**Problem to work on:** Repeat the listing in full, word for word.
:: Records to use ::
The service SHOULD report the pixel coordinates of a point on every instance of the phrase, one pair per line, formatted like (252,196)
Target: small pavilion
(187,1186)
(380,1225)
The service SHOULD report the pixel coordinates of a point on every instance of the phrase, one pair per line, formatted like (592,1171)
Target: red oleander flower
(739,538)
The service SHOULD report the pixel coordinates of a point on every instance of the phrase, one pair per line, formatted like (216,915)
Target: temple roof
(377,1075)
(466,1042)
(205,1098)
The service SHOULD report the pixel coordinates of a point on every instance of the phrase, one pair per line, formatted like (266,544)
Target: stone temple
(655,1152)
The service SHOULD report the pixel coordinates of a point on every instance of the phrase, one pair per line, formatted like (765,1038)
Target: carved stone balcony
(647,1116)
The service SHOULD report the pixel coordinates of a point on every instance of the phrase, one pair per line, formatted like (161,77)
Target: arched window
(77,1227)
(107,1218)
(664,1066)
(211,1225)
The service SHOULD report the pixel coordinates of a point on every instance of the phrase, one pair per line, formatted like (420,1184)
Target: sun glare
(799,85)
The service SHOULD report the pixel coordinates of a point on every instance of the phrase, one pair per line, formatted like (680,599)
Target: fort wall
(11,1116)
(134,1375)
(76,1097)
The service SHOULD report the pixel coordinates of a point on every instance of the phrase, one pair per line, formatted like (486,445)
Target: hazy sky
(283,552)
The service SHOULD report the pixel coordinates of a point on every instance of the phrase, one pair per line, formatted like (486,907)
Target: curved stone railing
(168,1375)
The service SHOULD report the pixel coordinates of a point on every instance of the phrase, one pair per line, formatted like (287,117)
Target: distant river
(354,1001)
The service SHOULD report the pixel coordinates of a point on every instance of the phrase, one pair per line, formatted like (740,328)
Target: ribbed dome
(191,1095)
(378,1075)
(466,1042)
:::
**Solution for this exercise:**
The service SHOULD report the pixel coordinates of a point on every instance of the phrase, one pair per line, formatted like (252,196)
Target: small pavilion
(187,1186)
(380,1225)
The service SHOULD report the pixel coordinates of a point on every instance of the phrase, one pair per line, formatted like (592,1171)
Target: red oleander flower
(739,538)
The service SHOULD report the pixel coordinates of a point on every instance of the phrase, one pair per line, formatted like (216,915)
Target: temple roof
(377,1075)
(466,1042)
(205,1098)
The service SHOULD report the pixel coordinates of a point on every instance of the phrase, one pair per line, formatted like (266,544)
Target: stone temple
(655,1152)
The service SHOULD report the pixel coordinates of a point on every instance of the phrase, one pair per line, formatted like (765,1038)
Target: carved stone balcony
(647,1116)
The service SHOULD report the pixel coordinates of a point on every instance of the phrase, one pair per line, formatted like (161,77)
Target: arched window
(77,1227)
(107,1218)
(664,1066)
(211,1225)
The service SHOULD report the pixel coordinates of a point on every instance of the phrase, one pair per line, formatted like (420,1184)
Target: sun glare
(799,85)
The service SHOULD report the pixel coordinates of a point on every instance of the phrase, one pair per line, formatted like (680,599)
Target: fort wall
(11,1116)
(134,1375)
(76,1097)
The service SHOULD report the pixel coordinates of a point on every instance of the phrase, one pair per line, formatted like (486,445)
Target: hazy sky
(283,552)
The service SHOULD report the pixel coordinates of a point on every instance of the phrase, one pair per line, formatted like (486,907)
Target: curved stone railing
(168,1375)
The service SHOULD report the pixel coordinates of a point on every instance of the phrase, one pair per line, formatted like (287,117)
Target: distant river
(354,1001)
The service SHOULD report the pixel coordinates of a point on every instance of the phrase, one pair per line, formatted like (740,328)
Target: ribbed dome
(191,1095)
(378,1075)
(466,1042)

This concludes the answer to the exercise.